**Given instruction**
Which lines in the two blocks below contain the string "shirt"? Return each of them in full.

## start

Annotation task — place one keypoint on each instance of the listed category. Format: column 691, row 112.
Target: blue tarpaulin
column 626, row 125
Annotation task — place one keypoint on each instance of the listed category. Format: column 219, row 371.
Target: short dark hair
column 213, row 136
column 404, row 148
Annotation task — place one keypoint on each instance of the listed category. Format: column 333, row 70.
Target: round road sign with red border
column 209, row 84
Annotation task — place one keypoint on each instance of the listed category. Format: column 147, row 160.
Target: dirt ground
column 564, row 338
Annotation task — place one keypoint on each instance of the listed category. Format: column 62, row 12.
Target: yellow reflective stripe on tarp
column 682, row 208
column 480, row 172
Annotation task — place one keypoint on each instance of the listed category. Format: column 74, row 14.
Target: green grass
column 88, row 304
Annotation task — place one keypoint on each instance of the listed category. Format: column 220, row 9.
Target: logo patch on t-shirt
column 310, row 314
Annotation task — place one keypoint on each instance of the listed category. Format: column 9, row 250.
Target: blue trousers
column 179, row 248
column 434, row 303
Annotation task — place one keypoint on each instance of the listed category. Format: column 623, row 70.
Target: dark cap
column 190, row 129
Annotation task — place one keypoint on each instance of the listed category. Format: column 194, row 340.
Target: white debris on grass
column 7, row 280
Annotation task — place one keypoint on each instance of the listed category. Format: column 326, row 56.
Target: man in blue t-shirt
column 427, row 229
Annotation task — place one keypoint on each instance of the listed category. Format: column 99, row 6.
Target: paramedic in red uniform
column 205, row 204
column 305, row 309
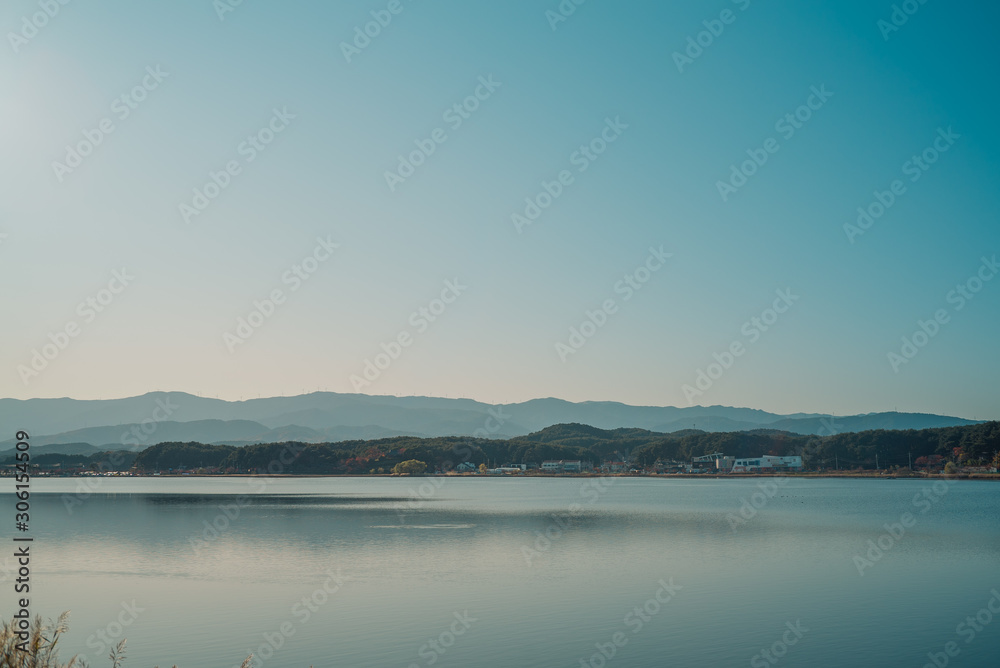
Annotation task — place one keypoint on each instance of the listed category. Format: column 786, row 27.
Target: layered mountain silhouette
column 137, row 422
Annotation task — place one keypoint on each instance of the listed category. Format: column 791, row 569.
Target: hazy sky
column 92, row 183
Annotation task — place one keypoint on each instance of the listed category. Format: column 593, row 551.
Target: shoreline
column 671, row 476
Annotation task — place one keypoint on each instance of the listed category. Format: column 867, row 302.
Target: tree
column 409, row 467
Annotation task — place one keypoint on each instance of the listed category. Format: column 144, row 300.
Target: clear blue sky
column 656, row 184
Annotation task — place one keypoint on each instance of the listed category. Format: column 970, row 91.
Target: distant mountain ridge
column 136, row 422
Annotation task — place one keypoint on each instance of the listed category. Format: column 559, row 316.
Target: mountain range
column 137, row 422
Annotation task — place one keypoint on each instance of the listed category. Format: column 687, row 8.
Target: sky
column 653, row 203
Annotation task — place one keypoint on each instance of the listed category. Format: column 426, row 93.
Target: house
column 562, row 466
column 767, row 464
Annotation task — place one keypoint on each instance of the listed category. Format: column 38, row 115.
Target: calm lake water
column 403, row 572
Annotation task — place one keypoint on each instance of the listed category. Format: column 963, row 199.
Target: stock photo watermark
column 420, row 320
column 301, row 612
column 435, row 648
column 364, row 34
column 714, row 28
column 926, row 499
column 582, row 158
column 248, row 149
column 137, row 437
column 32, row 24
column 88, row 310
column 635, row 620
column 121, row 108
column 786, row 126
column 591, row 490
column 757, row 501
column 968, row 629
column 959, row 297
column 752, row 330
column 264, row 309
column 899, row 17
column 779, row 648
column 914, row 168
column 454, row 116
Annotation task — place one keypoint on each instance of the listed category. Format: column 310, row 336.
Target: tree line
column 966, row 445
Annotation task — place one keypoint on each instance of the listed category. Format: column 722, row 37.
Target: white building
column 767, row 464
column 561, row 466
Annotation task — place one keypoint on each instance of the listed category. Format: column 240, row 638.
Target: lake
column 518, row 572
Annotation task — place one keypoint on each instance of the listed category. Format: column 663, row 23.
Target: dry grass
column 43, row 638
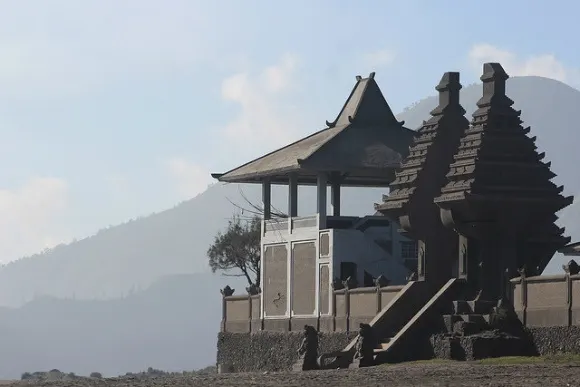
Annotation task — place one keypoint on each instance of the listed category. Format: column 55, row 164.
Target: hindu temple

## end
## start

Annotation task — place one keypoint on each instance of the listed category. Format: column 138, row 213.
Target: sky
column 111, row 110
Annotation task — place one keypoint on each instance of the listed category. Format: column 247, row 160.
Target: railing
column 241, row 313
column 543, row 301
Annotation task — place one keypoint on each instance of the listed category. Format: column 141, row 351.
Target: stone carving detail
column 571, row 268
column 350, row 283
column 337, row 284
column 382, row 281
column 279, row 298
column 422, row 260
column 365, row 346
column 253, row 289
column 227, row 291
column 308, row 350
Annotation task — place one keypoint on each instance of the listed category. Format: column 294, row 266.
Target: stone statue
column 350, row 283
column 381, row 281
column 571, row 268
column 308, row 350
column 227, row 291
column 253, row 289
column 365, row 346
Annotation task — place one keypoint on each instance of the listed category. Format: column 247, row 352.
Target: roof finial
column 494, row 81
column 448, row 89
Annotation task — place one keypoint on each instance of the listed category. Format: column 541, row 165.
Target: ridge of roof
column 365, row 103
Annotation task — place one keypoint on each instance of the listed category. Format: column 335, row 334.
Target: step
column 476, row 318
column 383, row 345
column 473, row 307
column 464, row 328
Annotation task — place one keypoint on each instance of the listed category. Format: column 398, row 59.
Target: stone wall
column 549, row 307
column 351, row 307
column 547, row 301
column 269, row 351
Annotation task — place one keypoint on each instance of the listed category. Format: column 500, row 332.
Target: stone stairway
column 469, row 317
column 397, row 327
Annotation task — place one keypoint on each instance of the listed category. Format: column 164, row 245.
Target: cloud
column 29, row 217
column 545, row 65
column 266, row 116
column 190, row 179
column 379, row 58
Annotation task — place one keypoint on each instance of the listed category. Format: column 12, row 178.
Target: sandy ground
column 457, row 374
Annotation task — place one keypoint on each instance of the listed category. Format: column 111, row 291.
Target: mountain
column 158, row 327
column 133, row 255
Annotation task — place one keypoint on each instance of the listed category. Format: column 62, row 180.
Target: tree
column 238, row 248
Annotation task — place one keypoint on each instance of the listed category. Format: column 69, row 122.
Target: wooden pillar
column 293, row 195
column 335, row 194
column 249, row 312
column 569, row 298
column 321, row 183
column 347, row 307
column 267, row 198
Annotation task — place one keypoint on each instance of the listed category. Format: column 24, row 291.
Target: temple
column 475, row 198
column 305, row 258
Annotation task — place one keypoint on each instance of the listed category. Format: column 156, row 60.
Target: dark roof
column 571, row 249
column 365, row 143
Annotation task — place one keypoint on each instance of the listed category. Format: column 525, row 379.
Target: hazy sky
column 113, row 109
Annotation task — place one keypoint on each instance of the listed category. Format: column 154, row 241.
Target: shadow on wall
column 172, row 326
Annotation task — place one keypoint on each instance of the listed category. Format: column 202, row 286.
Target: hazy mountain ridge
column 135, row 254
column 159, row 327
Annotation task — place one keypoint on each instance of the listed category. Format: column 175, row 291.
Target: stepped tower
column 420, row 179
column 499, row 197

## end

**Response**
Target: logo patch on t-shirt
Target: man in blue t-shirt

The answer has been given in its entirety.